# ANGABEN ZUR AUFGABE
Gib die folgende Auflistung Zeile für Zeile vollständig wieder und verschiebe dabei jede Koordinate in den Antworten um -34, während die Formatbeispiele unverändert bleiben. Die Bilder lässt du in deiner Ausgabe weg.

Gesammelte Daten

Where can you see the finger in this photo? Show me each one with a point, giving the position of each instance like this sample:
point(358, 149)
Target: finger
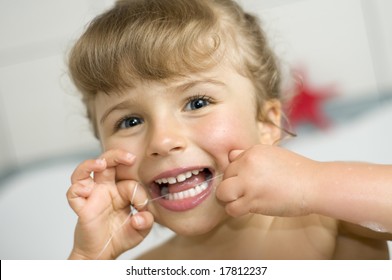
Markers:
point(132, 192)
point(142, 222)
point(107, 175)
point(77, 195)
point(84, 170)
point(112, 158)
point(229, 190)
point(237, 208)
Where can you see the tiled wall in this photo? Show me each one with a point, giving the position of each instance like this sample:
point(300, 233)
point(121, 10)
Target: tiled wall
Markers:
point(41, 116)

# LÖSUNG DIESER AUFGABE
Where can you see the finger in this photo? Show me each one with a point, giving the position of each instance like this sample:
point(358, 149)
Target: finger
Markers:
point(98, 158)
point(108, 188)
point(73, 141)
point(43, 161)
point(50, 136)
point(78, 124)
point(195, 156)
point(203, 174)
Where can you see the tiled wall in this photo? Show me each one with a point, giving the position of each instance like this sample:
point(300, 233)
point(121, 10)
Target: tiled wall
Markers:
point(7, 82)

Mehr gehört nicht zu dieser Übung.